**What to do**
Write out every line of the items below without changing a single character.

**Data listing**

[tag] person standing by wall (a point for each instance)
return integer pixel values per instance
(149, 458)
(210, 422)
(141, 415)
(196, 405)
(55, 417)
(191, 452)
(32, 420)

**Reply to the exercise**
[tag] person standing by wall (a point for each instance)
return integer pixel values per instance
(149, 458)
(210, 422)
(141, 415)
(196, 405)
(55, 417)
(191, 452)
(32, 420)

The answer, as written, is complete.